▶ What to produce
Scan the data below for the string "bunch". Copy every line where it appears.

▶ Dataset extract
________________________

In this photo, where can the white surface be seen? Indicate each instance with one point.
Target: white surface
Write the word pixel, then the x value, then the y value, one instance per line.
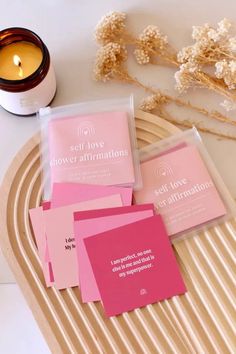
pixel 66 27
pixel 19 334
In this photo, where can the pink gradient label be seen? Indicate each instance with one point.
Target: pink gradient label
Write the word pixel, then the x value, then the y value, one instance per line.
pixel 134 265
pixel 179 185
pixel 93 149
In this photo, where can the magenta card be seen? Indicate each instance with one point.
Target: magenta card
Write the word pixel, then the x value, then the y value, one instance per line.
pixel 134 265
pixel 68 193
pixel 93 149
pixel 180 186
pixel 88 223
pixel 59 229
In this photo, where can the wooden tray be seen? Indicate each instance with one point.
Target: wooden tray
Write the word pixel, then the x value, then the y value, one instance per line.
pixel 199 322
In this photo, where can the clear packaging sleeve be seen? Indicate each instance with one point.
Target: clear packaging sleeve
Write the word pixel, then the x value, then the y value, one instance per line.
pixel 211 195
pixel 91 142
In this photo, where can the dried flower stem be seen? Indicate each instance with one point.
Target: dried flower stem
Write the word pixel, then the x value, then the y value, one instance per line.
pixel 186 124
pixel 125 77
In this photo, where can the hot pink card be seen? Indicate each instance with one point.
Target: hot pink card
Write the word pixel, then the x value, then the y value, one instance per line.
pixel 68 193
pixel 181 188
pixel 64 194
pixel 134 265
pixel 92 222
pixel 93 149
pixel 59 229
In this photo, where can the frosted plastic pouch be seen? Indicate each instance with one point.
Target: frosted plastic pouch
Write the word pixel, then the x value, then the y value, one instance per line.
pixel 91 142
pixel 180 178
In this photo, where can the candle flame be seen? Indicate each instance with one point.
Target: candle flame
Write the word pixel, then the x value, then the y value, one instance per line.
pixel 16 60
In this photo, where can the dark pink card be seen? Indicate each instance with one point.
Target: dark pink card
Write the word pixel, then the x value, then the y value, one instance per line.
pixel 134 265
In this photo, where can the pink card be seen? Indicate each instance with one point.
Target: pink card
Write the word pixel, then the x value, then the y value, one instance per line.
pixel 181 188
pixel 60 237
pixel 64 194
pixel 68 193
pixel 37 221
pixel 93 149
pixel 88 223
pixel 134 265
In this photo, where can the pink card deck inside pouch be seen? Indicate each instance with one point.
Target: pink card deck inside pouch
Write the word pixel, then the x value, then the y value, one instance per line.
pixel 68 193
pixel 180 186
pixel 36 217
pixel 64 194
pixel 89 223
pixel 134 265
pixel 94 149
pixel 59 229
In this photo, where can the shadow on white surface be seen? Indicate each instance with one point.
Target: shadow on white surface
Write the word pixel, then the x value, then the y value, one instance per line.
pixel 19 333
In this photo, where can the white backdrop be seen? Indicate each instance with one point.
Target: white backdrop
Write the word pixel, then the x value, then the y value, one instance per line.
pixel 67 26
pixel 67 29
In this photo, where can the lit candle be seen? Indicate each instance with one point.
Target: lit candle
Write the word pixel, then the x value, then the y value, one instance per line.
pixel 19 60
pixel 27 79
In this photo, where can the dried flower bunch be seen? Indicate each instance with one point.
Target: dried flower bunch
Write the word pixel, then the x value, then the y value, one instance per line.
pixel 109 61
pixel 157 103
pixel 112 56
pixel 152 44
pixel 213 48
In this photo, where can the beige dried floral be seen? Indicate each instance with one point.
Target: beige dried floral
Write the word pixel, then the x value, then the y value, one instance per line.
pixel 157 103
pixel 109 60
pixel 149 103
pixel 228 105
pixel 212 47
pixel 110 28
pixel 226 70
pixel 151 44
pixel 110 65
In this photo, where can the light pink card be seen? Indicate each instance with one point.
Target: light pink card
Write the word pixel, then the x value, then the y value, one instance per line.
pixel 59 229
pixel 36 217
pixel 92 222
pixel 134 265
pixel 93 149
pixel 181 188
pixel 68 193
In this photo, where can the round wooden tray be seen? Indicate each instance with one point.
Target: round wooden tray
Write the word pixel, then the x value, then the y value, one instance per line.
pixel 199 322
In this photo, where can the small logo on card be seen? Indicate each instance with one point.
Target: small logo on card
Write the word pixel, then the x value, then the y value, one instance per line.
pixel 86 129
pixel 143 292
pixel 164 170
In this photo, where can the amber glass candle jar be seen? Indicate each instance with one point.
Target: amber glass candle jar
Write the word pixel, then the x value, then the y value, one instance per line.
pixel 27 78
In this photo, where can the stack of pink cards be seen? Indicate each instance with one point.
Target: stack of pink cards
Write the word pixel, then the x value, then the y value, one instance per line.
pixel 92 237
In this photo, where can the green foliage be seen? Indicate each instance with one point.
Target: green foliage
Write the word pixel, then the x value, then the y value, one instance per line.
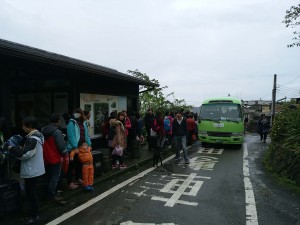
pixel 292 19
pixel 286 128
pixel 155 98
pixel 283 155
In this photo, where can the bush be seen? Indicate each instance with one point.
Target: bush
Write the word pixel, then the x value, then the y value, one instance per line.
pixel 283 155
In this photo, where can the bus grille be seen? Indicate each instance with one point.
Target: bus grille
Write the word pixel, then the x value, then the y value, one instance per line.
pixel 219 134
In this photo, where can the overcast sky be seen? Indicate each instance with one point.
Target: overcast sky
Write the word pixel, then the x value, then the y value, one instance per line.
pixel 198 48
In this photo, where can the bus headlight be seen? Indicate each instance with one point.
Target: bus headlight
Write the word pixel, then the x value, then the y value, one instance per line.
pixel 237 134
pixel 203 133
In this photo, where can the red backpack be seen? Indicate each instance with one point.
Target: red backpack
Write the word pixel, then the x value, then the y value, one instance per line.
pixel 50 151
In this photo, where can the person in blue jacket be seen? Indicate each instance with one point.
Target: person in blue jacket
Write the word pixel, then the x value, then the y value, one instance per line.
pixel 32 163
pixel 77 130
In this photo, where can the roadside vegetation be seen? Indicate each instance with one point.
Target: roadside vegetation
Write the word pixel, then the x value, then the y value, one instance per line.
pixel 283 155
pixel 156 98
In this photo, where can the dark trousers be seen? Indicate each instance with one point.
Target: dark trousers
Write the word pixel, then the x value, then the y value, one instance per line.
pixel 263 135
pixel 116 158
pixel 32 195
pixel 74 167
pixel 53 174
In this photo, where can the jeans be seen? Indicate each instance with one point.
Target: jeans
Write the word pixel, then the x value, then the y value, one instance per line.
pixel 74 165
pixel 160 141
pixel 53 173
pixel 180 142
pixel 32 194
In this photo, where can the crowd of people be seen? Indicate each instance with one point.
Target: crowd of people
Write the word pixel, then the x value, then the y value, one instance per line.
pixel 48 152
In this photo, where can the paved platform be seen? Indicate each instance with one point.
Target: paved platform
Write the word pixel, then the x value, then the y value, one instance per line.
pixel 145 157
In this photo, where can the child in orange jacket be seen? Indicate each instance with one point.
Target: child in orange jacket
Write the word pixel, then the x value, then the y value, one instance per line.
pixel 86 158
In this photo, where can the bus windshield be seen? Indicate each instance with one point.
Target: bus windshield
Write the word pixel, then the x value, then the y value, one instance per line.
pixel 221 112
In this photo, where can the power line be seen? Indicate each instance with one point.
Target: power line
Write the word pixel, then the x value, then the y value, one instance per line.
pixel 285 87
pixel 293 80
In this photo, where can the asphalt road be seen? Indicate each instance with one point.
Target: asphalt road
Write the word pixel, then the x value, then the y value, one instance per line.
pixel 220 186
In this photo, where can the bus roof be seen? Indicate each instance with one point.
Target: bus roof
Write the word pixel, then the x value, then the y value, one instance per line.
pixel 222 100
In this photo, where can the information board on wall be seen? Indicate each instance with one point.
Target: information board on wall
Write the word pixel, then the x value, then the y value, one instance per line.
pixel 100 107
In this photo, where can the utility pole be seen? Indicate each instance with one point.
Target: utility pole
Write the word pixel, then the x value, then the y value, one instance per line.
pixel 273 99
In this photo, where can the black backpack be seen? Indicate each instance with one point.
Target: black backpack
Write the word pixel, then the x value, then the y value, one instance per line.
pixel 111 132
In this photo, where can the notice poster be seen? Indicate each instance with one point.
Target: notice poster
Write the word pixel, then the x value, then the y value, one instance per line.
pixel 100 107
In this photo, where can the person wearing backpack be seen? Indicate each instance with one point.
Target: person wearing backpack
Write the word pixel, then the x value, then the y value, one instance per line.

________________________

▶ Answer to this task
In this photo, where can the dried flower bunch be seen? Indicate each instance with one point.
Target: dried flower bunch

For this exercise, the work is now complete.